* [Aim]:
List every line in the items below that contains the word "green", copying each line in full.

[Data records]
---*---

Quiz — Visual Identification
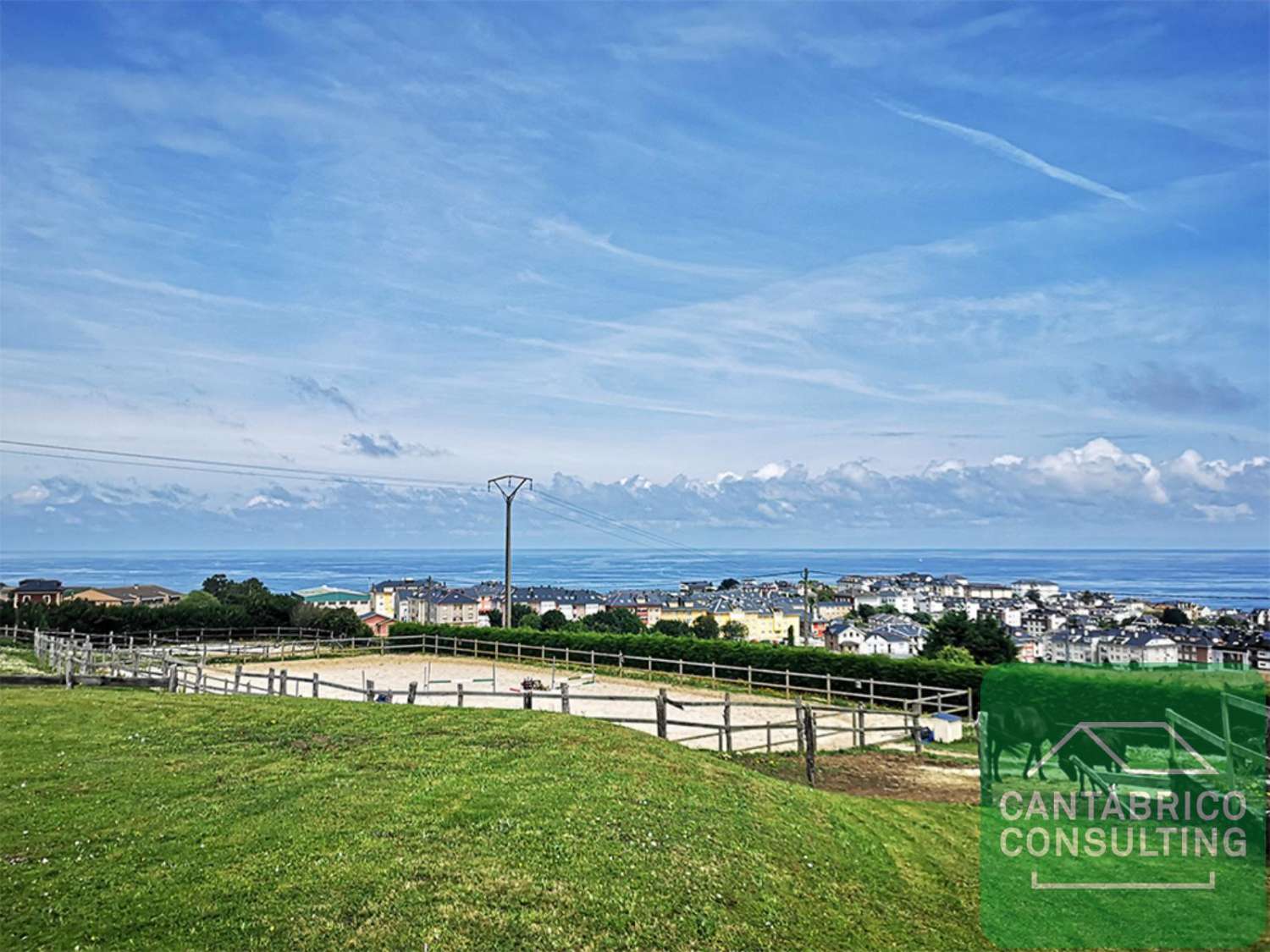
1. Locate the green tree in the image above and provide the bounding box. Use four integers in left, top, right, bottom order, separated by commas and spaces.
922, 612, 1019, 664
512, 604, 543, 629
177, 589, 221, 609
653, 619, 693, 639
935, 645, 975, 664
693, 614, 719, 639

---*---

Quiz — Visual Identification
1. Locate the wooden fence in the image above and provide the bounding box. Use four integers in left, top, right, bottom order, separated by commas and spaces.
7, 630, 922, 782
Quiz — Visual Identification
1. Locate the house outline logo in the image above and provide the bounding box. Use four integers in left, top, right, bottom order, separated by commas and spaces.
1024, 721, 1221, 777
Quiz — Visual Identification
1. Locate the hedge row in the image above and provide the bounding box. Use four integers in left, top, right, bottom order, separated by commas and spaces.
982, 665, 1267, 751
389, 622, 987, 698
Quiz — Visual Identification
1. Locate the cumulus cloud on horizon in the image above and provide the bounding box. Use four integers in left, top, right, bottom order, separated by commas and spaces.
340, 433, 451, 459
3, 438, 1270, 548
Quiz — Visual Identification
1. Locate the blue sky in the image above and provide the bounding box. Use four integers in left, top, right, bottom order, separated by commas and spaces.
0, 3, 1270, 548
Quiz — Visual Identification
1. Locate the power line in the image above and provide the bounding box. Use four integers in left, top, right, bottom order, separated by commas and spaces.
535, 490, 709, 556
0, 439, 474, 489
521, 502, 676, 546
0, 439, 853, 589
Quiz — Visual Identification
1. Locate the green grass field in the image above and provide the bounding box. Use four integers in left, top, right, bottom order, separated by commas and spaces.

---*---

* [Reply to the task]:
1. Locate the green tree in the image above and provide the bounding box. Use four integers in left, top, right, bottom order, separated by commas and spaces.
1. Locate the green grass field in the image above and provide the bounding box. Use four integers in left, top, right, bottom order, separated by commas and spaces.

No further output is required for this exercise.